▶ **Excerpted passage**
::::

1. JavaScript Object Notation
2. JSON is a language-independent data format. It was derived from JavaScript, but many modern programming languages include code to generate and parse JSON-format data.
3. JSON is promoted as a low-overhead alternative to XML as both of these formats have widespread support for creation, reading, and decoding in the real-world situations where they are commonly used. XML has been used to describe structured data and to serialize objects. Various XML-based protocols exist to represent the same kind of data structures as JSON for the same kind of data interchange purposes. Data can be encoded in XML in several ways. The most expansive form using tag pairs results in a much larger representation than JSON, but if data is stored in attributes and 'short tag' form where the closing tag is replaced with '/>', the representation is often about the same size as JSON or just a little larger. However, an XML attribute can only have a single value and each attribute can appear at most once on each element.

XML separates "data" from "metadata" (via the use of elements and attributes), while JSON does not have such a concept.

Another key difference is the addressing of values. JSON has objects with a simple "key" → "value" mapping, whereas in XML addressing happens on "nodes", which all receive a unique ID via the XML processor. Additionally, the XML standard defines a common attribute "xml:id", that can be used by the user, to set an ID explicitly.

::::

▶ **Given entries**

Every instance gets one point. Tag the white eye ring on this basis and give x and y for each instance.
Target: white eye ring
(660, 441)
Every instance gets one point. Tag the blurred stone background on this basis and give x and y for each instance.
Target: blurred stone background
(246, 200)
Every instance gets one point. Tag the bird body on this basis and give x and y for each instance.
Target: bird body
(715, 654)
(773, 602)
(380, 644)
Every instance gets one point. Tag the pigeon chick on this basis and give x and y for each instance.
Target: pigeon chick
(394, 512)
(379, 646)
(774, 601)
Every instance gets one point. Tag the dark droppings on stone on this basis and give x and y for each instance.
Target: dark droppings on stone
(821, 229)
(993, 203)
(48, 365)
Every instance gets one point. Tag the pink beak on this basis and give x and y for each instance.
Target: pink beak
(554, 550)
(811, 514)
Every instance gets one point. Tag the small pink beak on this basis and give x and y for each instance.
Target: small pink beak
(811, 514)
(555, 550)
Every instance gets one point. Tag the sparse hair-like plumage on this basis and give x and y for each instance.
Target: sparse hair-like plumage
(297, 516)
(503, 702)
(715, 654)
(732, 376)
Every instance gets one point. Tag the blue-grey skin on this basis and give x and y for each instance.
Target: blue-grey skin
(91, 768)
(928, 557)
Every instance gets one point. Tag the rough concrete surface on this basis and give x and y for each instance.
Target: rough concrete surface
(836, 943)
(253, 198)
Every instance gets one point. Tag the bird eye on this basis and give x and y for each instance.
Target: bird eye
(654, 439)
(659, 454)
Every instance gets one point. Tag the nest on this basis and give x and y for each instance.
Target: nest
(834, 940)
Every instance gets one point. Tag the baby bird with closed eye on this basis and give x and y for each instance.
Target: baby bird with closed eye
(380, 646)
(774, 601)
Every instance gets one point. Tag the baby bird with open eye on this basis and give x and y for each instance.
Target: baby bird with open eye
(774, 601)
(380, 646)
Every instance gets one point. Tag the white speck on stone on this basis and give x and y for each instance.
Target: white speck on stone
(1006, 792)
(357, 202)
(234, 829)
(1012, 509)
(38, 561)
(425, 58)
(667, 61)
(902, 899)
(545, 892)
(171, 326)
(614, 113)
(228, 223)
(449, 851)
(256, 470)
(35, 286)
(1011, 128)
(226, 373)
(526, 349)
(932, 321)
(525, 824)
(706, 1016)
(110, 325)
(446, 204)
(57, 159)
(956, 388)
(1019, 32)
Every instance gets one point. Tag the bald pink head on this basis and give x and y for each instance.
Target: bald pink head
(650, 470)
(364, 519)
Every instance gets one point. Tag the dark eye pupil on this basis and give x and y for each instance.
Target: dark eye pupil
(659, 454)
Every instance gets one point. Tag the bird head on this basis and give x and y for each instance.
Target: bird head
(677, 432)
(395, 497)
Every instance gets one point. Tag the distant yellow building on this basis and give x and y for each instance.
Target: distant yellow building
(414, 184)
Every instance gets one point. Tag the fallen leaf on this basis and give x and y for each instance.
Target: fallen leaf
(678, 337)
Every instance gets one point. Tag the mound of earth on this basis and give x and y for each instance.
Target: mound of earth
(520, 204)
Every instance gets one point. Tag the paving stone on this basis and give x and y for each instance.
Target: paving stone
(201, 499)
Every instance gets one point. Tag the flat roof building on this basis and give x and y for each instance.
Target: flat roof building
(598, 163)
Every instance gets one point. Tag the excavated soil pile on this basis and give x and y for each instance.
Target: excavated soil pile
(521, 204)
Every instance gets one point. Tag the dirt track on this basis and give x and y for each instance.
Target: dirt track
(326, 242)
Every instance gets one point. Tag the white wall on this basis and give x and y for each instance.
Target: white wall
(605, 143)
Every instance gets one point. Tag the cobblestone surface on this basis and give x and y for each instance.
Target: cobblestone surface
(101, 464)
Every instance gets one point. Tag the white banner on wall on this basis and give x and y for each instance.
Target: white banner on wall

::::

▶ **Tasks to complete**
a. Give every word or term that the JSON passage puts inside double quotation marks.
b. Write out the rows from the line that contains "Every instance gets one point. Tag the mound" down through the last line of the rows, both ends included.

▶ **Solved tasks**
a.
data
metadata
key
value
nodes
xml:id

b.
Every instance gets one point. Tag the mound of earth on this basis and give x and y for each instance.
Target: mound of earth
(520, 204)
Every instance gets one point. Tag the paving stone on this basis and give x and y for each instance.
Target: paving stone
(201, 499)
Every instance gets one point. Tag the flat roof building on this basis and give x and y for each instance.
Target: flat roof building
(598, 163)
Every instance gets one point. Tag the excavated soil pile on this basis and give x and y for each instance.
Target: excavated soil pile
(521, 204)
Every instance gets one point. Tag the dirt track on this basis and give x and y for each instance.
Target: dirt track
(326, 242)
Every instance gets one point. Tag the white wall on this basis and give x and y for each instance.
Target: white wall
(605, 143)
Every instance gets one point. Tag the cobblestone surface on this basis and give x and y for each instance.
Target: cobblestone surface
(101, 464)
Every instance gets one point. Tag the white banner on wall on this basis and give x and y for each instance.
Target: white banner on wall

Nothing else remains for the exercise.